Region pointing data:
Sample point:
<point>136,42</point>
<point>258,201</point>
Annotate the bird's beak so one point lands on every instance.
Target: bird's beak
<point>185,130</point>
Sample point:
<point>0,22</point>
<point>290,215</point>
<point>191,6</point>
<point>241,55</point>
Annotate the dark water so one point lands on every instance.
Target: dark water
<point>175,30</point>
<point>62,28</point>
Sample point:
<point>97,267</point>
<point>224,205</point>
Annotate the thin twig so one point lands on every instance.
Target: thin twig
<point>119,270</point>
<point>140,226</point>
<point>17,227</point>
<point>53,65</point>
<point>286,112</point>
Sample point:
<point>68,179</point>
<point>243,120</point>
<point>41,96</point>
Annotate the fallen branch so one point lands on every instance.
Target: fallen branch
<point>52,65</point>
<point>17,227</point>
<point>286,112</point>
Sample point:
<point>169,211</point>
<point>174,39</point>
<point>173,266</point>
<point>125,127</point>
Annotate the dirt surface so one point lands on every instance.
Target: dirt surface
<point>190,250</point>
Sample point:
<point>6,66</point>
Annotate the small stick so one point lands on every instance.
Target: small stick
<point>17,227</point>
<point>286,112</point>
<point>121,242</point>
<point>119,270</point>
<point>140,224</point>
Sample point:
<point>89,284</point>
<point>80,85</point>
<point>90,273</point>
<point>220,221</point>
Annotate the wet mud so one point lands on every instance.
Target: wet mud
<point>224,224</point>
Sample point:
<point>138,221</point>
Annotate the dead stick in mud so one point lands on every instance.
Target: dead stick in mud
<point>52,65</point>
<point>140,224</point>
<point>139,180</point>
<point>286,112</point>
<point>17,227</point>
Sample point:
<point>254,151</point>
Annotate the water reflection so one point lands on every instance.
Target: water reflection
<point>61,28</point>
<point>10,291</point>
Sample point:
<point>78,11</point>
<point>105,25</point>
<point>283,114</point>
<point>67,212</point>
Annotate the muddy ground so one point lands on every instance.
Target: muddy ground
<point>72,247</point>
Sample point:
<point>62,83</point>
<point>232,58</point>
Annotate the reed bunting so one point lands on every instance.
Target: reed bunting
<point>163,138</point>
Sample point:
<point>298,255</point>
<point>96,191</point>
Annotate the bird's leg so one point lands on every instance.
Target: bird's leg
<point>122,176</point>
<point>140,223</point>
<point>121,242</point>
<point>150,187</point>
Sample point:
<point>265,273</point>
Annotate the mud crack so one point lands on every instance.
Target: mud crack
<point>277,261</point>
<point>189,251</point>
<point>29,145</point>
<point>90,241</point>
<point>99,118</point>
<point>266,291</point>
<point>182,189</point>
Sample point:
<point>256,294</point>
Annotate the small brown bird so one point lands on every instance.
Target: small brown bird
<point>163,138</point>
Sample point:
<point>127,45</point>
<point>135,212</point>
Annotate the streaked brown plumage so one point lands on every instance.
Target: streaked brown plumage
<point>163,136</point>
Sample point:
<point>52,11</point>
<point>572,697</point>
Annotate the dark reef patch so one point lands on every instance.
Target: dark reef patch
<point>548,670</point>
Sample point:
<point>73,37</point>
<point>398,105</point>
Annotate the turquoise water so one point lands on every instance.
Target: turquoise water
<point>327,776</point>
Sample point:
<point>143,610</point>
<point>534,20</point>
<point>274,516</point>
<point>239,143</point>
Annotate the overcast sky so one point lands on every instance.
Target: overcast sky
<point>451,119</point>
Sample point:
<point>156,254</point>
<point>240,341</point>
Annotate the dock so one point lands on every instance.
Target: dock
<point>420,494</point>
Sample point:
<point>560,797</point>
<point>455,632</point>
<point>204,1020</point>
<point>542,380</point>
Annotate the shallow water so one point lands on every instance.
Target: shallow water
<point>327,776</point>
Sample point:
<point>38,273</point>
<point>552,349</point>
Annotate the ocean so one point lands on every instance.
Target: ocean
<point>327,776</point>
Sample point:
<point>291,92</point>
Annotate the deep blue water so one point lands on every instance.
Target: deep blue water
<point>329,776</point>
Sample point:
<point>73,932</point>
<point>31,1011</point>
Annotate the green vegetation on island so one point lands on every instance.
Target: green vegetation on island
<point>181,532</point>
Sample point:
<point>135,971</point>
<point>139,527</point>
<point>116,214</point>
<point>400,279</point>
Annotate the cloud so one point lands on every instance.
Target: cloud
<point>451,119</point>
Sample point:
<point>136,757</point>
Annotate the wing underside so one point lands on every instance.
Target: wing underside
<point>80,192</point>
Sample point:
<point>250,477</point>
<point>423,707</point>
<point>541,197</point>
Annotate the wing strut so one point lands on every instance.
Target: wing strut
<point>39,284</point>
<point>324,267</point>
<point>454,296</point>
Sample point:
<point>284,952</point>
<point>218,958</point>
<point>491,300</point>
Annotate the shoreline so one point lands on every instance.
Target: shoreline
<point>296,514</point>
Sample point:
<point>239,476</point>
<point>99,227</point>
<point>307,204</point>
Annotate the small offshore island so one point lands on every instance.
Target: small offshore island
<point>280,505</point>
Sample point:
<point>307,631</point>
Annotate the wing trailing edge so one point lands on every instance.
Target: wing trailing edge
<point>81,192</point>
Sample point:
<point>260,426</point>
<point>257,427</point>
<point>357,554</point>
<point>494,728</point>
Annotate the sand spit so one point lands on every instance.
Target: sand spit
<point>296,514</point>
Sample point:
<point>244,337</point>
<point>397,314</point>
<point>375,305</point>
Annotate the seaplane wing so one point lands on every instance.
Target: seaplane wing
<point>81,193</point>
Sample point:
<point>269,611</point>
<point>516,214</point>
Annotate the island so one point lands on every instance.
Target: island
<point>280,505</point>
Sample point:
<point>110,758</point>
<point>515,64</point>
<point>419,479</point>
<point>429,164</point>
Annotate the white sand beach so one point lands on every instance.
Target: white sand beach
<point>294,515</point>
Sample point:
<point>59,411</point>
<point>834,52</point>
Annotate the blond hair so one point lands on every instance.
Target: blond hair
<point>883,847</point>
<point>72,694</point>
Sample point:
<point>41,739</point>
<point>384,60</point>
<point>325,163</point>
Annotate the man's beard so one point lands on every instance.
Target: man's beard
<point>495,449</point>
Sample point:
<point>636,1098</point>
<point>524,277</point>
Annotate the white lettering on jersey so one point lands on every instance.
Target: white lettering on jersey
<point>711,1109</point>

◆ YOUR GOAL ◆
Could you set down, exactly as written, the lines above between the one holding "Target: deep blue water" and the one holding "<point>400,279</point>", inclusive, and nothing more?

◆ RESPONSE BELOW ◆
Target: deep blue water
<point>329,776</point>
Sample point:
<point>73,932</point>
<point>31,1011</point>
Annotate the green vegetation on island so one point lands on every instance.
Target: green vegetation on island
<point>181,532</point>
Sample point:
<point>135,971</point>
<point>139,527</point>
<point>116,214</point>
<point>400,279</point>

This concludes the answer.